> [Excerpted text]:
________________________

This maintains the balanced nature of the tree, and $O(\text{log}_\rho(N))$ for search, insertion, \& deletion.
However, there is always potential for unused space in the tree. 
Empirical analysis has shown that B trees remain 69\% full given random insertions \& deletions.

\subsubsection{Exercise}
Can you define an algorithm for deletion (at a high level)?
How much work is needed in the various cases (best, average, worst)?

\subsection{B+ Trees}
The most commonly used index type is the \textbf{B+ tree} -- a dynamic, multi-level index. 
B+ trees differ from B trees in terms of structure, and have slightly more complicated insertion \& deletion algorithms.
B+ trees offer increased efficiency over a B Tree and ensures a higher order \rho.

\subsubsection{Node Structure}
B+ trees have two different node structures: internal nodes \& leaf-level nodes.
The internal node structure is:
$$P_1, K_1, P_2, K_2, \dots P_{n-1}, K_{n-1}, P_n$$
All record pointers are maintained at the leaf level in a B+ tree.
There are no record pointers in the internal nodes.
B+ trees have less information per record and hence more search values per node.
\\\\
One tree pointer is maintained at each leaf-level node, which points to the next leaf-level node.
Note that there is only one tree pointer per node at the leaf level.
Each leaf-level node's structure is:
$$K_1, Pr_1, K_2, PR_2, \dots K_m, Pr_m, P_{\text{next}}$$

\subsubsection{Example}
Let $B = 512$, $P = 6$, $K = 10$. 
Assume 30,000 records as before. 
Assume that the tree is 69\% full. 
How many blocks will the tree require? 
How many block accesses will a search require?

\subsubsection{Example}
A tree of order $\rho$ has at most $\rho - 1$ search values per node. 
For a B+ tree, there are two types of tree nodes; hence there are two different orders: $\rho$ \& $\rho_{\text{leaf}}$.
To calculate $\rho_{\text{leaf}}$: 
$$ |P| + (\rho_{\text{leaf}})(|K| + |Pr|) \leq B $$
$$ \rightarrow 17(\rho_{\text{leaf}}) \leq 506 $$
$$ \rho_{\text{leaf}} = 29 $$

Given a fill factor of 69\%:
\begin{itemize}
    \item   Each internal node will have, on average, 22 pointers.
    \item   Each leaf-level node will have, on average, 20 pointers.
\end{itemize}

\begin{itemize}
    \item   Root: 1 node, 21 entries, 22 pointers.
    \item   Level 1: 22 nodes, 462 entries, 484 pointers.
    \item   Level 2: 484 nodes, \dots, etc.
    \item   Leaf Level: \dots
\end{itemize}

Hence, 4 levels are sufficient. 
The number of block accesses $= 4 + 1$.
The number of blocks is $1 + 22 + 484 + \dots$

\section{Hash Tables}
\subsection{Introduction}
Can we improve upon logarithmic searching?
\textbf{Hashing} is a technique that attempts to provide constant time for searching \& insertion, i.e. $O(K)$. 
The basic idea for searching \& insertion is to apply a hash function to the search field of the record;
the return value of the hash function is used to reference a location in the hash table.
\\\\
Care should be taken in designing a hash function.
We usually require a \textbf{fair} hash function.
This is difficult to guarantee if there is no or limited information available about the type of data to be 
stored.
Often, heuristics can be used if domain knowledge is available.
We can have both internal (i.e., some data structure in memory) or external hashing (i.e., to file locations).
We must consider the size of the original table or file.

________________________

> [Extracted entries]:
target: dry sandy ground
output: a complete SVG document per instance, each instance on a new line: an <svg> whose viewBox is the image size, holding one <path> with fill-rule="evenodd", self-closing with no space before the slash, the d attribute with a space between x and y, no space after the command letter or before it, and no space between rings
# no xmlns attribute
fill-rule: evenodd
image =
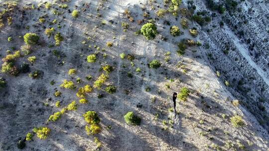
<svg viewBox="0 0 269 151"><path fill-rule="evenodd" d="M37 3L34 0L22 0L20 5L32 2ZM135 20L143 18L141 7L143 5L151 16L154 16L153 12L156 10L151 10L147 4L145 5L147 2L141 1L142 4L140 4L138 0L108 0L104 2L104 9L100 9L101 18L97 17L99 1L71 0L66 3L72 11L75 5L77 5L77 9L79 10L85 7L83 5L85 2L90 2L90 8L84 12L81 11L76 19L73 18L67 11L63 14L55 16L44 8L39 11L28 10L25 11L28 20L21 23L16 22L15 19L14 21L22 26L30 26L29 30L22 27L16 28L14 25L1 30L1 56L6 55L5 50L11 46L19 48L23 44L23 40L17 37L19 35L28 32L40 35L44 44L36 46L31 55L36 56L37 61L30 67L31 70L38 69L44 73L42 78L37 79L30 78L27 74L14 77L0 74L8 83L0 98L1 150L16 151L16 143L19 137L23 137L35 127L45 126L51 129L48 138L40 140L34 136L33 141L27 142L25 151L94 150L96 149L94 137L102 142L100 150L102 151L214 151L218 147L225 150L225 142L229 141L234 143L237 149L237 144L240 142L248 151L268 150L267 132L262 131L263 129L256 119L244 108L233 106L230 101L236 98L218 81L208 64L203 48L192 47L188 48L183 56L177 55L176 44L180 39L193 39L187 30L182 30L183 35L173 37L169 32L170 26L163 24L164 20L160 19L156 22L159 34L164 35L168 40L162 41L158 35L154 40L146 40L141 36L134 34L141 25L136 22L130 23L129 29L124 32L121 23L129 22L123 14L127 8L134 16L137 14L134 17ZM52 6L55 7L57 6ZM54 41L53 37L48 38L43 33L43 26L47 28L56 27L55 25L49 26L47 21L37 27L32 26L38 21L39 16L45 13L49 15L47 20L57 18L62 26L61 28L56 27L56 31L61 32L64 37L59 47L48 48L48 44ZM171 25L180 27L179 22L170 14L166 15L165 19L169 20ZM102 25L101 22L104 20L107 21L107 24ZM113 20L114 23L109 23L110 20ZM193 26L195 25L191 24L190 28ZM93 38L92 40L87 40L88 36L85 35L85 32ZM10 36L14 37L14 40L11 44L6 44L6 39ZM87 45L81 44L83 40L87 41ZM113 47L107 48L108 41L112 41ZM92 45L92 48L87 48L89 44ZM90 64L85 58L98 51L93 48L94 45L104 48L106 51L100 51L96 63ZM60 51L66 56L56 58L52 54L54 49ZM167 51L171 52L171 59L166 63L164 54ZM104 53L108 55L106 59L103 58ZM135 57L134 66L127 59L120 59L119 55L122 53ZM27 57L20 58L18 62L26 61L26 59ZM161 67L149 68L147 64L153 59L161 61ZM63 62L63 65L59 65ZM186 73L176 67L178 62L186 65ZM77 77L80 77L83 81L76 84L78 86L86 83L92 85L102 73L98 71L99 68L107 64L113 66L114 70L110 74L109 80L106 84L116 85L116 93L110 94L102 90L95 89L87 96L89 103L79 104L77 111L68 112L56 122L46 122L50 115L62 108L55 106L57 100L61 100L62 106L73 100L79 103L76 91L59 87L63 79L75 81ZM140 73L135 72L138 67L142 71ZM68 75L68 71L71 68L78 70L73 77ZM129 72L133 75L132 78L127 76ZM89 74L94 77L90 81L85 78ZM170 81L170 79L174 81ZM54 85L50 84L52 79L56 82ZM165 86L167 83L170 84L170 88ZM179 113L175 119L173 113L168 111L172 107L172 94L174 91L179 92L183 86L191 89L191 93L187 101L177 102ZM150 91L145 91L147 87L150 88ZM62 92L60 98L53 95L56 89ZM98 98L97 96L100 93L103 94L104 97ZM155 101L151 101L154 97L156 98ZM48 100L48 98L51 100ZM48 103L48 106L44 106L43 103ZM137 105L142 106L137 107ZM85 131L86 123L82 115L89 110L96 111L101 119L102 131L95 136L88 136ZM130 111L141 117L140 126L131 126L125 122L123 116ZM157 118L156 114L159 115ZM223 114L228 117L223 119ZM232 127L229 119L235 114L244 117L246 126ZM172 127L168 126L167 130L164 130L167 126L162 122L170 119L174 124L172 124ZM204 121L204 124L199 123L201 120ZM110 125L112 129L108 130L106 127ZM201 132L207 132L208 134L201 136Z"/></svg>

________________________

> [Exercise brief]: Copy word for word the part of the indexing notes above starting with "We usually require" and going on through "to file locations).".

> [Finished exercise]:
We usually require a \textbf{fair} hash function.
This is difficult to guarantee if there is no or limited information available about the type of data to be 
stored.
Often, heuristics can be used if domain knowledge is available.
We can have both internal (i.e., some data structure in memory) or external hashing (i.e., to file locations).